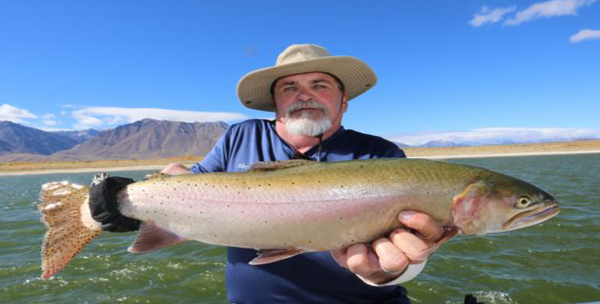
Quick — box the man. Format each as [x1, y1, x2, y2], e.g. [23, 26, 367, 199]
[91, 45, 443, 303]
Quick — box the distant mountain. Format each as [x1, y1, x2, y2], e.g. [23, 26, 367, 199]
[419, 140, 465, 147]
[51, 129, 100, 144]
[0, 121, 78, 155]
[51, 119, 227, 160]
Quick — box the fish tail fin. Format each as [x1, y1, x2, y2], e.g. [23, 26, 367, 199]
[38, 182, 102, 279]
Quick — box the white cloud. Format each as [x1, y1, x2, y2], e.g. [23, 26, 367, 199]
[0, 103, 37, 123]
[569, 29, 600, 43]
[73, 107, 247, 129]
[389, 128, 600, 146]
[469, 6, 517, 27]
[504, 0, 596, 25]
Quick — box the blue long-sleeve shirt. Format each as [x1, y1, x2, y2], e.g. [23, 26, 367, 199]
[190, 120, 409, 304]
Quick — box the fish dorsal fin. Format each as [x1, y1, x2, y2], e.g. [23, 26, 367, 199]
[248, 248, 304, 265]
[144, 172, 167, 180]
[248, 159, 317, 172]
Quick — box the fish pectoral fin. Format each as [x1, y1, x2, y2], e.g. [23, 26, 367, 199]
[127, 222, 188, 253]
[248, 248, 304, 265]
[248, 159, 317, 172]
[452, 182, 487, 227]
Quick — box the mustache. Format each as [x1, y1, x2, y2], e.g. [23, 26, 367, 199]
[285, 100, 328, 116]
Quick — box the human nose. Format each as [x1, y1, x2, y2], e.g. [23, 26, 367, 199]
[297, 87, 313, 101]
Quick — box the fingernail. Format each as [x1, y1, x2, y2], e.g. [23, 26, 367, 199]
[400, 211, 417, 220]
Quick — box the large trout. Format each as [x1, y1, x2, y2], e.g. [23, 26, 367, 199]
[39, 159, 558, 278]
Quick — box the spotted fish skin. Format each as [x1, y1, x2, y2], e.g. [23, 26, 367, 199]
[42, 159, 558, 280]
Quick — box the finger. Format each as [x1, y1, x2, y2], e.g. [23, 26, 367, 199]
[371, 238, 410, 275]
[390, 229, 432, 263]
[330, 247, 348, 268]
[346, 244, 373, 276]
[398, 211, 444, 243]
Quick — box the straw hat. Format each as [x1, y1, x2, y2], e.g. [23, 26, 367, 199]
[237, 44, 377, 112]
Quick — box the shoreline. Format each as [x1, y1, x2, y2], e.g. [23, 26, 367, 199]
[0, 149, 600, 177]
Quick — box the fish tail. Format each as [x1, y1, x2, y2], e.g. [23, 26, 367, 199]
[38, 182, 102, 278]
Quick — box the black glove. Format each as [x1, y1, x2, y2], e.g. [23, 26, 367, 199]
[88, 173, 140, 232]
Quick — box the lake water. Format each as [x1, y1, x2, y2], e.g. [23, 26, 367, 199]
[0, 154, 600, 304]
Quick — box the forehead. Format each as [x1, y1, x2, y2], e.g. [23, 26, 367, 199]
[275, 72, 335, 86]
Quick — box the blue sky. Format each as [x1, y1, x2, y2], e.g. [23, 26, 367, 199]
[0, 0, 600, 144]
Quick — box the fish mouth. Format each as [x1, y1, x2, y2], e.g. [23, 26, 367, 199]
[502, 204, 559, 230]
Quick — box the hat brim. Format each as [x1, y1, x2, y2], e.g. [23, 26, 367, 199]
[237, 56, 377, 112]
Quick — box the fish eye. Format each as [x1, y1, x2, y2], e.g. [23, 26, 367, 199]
[515, 196, 531, 209]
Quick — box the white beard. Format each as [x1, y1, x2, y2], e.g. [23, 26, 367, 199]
[285, 114, 331, 136]
[285, 100, 332, 136]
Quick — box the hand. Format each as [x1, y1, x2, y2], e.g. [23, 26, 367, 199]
[88, 173, 140, 232]
[331, 211, 452, 284]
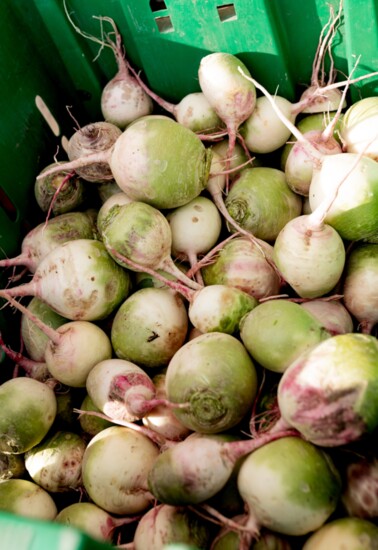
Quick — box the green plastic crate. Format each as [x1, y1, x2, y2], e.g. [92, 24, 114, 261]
[0, 513, 114, 550]
[0, 0, 378, 550]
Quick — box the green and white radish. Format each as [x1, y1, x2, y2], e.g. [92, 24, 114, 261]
[198, 52, 256, 191]
[25, 431, 86, 493]
[79, 394, 112, 437]
[54, 502, 135, 543]
[273, 212, 346, 298]
[0, 239, 131, 321]
[142, 369, 191, 441]
[0, 377, 57, 454]
[188, 284, 258, 334]
[82, 426, 159, 515]
[148, 432, 294, 506]
[201, 236, 281, 300]
[273, 333, 378, 447]
[240, 95, 297, 154]
[302, 518, 378, 550]
[34, 163, 87, 216]
[167, 196, 222, 282]
[86, 359, 182, 423]
[42, 115, 211, 209]
[341, 243, 378, 334]
[166, 332, 257, 434]
[133, 504, 211, 550]
[300, 298, 354, 336]
[102, 201, 201, 289]
[0, 452, 26, 482]
[111, 288, 188, 368]
[0, 212, 97, 273]
[240, 299, 331, 373]
[340, 96, 378, 160]
[110, 115, 211, 209]
[0, 479, 58, 521]
[0, 334, 53, 384]
[3, 297, 113, 388]
[148, 433, 237, 506]
[238, 437, 341, 538]
[309, 153, 378, 241]
[225, 167, 302, 242]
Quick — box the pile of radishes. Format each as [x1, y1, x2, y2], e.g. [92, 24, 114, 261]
[0, 7, 378, 550]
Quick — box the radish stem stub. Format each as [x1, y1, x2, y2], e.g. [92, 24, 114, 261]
[302, 517, 378, 550]
[82, 426, 159, 515]
[166, 332, 257, 433]
[277, 333, 378, 447]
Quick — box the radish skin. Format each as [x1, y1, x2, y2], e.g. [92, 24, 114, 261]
[0, 239, 131, 321]
[82, 426, 159, 515]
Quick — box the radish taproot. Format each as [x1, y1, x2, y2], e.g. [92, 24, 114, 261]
[0, 239, 131, 321]
[0, 211, 97, 273]
[67, 120, 122, 183]
[21, 297, 69, 361]
[167, 195, 222, 282]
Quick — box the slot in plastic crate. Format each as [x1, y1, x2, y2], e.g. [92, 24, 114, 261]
[0, 0, 378, 550]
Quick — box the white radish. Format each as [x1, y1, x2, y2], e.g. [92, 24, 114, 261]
[0, 479, 58, 522]
[82, 426, 159, 515]
[111, 288, 188, 368]
[167, 196, 222, 282]
[64, 10, 153, 129]
[25, 431, 86, 493]
[341, 243, 378, 334]
[198, 52, 256, 191]
[0, 212, 97, 273]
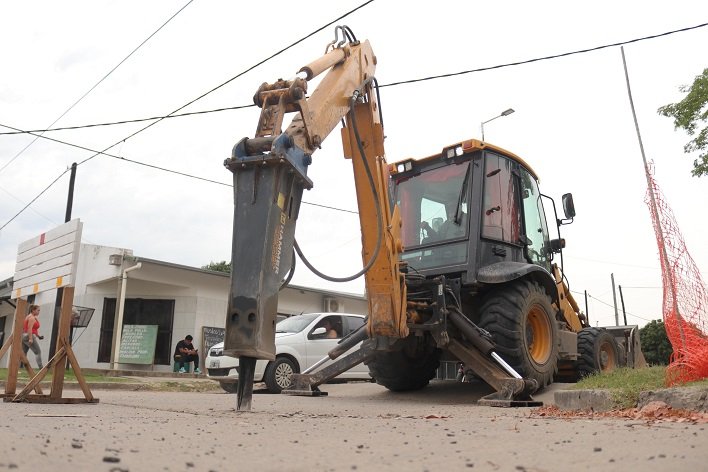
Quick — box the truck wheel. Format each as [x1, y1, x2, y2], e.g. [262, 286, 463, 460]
[479, 281, 559, 388]
[219, 380, 238, 393]
[577, 328, 623, 378]
[368, 337, 440, 392]
[263, 357, 299, 393]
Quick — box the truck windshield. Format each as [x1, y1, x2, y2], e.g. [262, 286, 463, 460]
[396, 161, 469, 268]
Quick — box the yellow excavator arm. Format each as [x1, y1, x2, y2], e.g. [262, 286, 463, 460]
[225, 27, 408, 408]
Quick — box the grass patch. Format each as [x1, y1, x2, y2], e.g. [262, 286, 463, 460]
[0, 369, 129, 384]
[572, 366, 708, 408]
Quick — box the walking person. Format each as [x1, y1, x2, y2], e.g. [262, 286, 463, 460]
[22, 305, 44, 370]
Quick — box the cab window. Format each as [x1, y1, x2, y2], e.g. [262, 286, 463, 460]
[482, 152, 521, 244]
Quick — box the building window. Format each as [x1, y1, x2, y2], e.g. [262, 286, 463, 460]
[98, 298, 175, 365]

• _What is required_: Pick out every line of the entries above that contains the string "crate", treating uppercase and lowercase as different.

• _Task result_:
Quick — box the green plastic crate. Format each as [x1, y1, x2, y2], e.g. [92, 24, 114, 261]
Quick — box the slot in plastic crate. Format each as [x1, y1, x2, y2], e.g. [92, 24, 114, 261]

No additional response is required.